▶ [Given data]
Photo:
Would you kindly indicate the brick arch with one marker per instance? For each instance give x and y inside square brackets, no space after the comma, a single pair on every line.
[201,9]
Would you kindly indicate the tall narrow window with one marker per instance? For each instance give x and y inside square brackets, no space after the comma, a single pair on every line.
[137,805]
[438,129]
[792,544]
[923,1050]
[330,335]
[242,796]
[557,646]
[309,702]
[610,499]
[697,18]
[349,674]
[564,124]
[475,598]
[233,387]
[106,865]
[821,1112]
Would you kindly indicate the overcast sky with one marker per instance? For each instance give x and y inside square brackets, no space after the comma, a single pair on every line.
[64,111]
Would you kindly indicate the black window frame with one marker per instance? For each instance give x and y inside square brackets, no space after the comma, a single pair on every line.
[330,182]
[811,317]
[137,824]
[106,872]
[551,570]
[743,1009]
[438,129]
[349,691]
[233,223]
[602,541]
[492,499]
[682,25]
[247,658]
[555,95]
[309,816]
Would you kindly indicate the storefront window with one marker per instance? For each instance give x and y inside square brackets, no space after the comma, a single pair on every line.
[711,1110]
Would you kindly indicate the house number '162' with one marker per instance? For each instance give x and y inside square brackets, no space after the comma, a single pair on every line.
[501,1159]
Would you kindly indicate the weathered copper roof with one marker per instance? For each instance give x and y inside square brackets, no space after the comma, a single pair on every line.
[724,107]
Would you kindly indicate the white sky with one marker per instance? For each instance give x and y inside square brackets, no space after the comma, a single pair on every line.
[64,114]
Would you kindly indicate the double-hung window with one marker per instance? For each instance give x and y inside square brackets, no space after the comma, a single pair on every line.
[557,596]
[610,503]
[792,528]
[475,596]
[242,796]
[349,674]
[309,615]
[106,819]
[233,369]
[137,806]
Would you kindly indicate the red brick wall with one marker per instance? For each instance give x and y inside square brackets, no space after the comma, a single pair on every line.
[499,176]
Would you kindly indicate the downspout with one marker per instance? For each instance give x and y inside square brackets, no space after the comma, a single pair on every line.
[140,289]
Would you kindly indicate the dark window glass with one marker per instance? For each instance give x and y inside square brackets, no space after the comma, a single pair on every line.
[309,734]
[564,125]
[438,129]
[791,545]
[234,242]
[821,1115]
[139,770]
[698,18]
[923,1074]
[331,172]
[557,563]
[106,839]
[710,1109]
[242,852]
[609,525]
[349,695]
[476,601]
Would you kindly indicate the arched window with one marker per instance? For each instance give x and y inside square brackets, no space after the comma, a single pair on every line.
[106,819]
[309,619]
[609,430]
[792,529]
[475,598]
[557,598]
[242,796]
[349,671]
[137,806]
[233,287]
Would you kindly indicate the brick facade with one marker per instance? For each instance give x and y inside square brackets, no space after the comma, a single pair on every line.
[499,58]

▶ [Task brief]
Starting at the line that contains "Would you kindly indicate the dark", output each remaining line of the listing, the last line included, exactly as it appears.

▶ [Response to this task]
Would you kindly indicate the dark window glass with one marker per instance? For each instance give x and y inside square brackets, no space after the comma, a single pair on every line.
[309,734]
[564,125]
[438,129]
[791,545]
[234,242]
[821,1115]
[139,770]
[698,18]
[923,1074]
[331,172]
[557,563]
[106,839]
[710,1109]
[242,852]
[609,525]
[349,695]
[476,601]
Would you kindly indicate the arched window with one marker per instance? For each instance give x and y inside square brackets, no space after the comma, a single pair on every line.
[106,819]
[309,619]
[609,430]
[792,529]
[475,598]
[557,598]
[242,796]
[349,671]
[137,806]
[233,287]
Would you kindly indicate the brick facade with one marker per instance? For each instance give x and y inside square brackets, no space after the comma, a single pair on every line.
[499,58]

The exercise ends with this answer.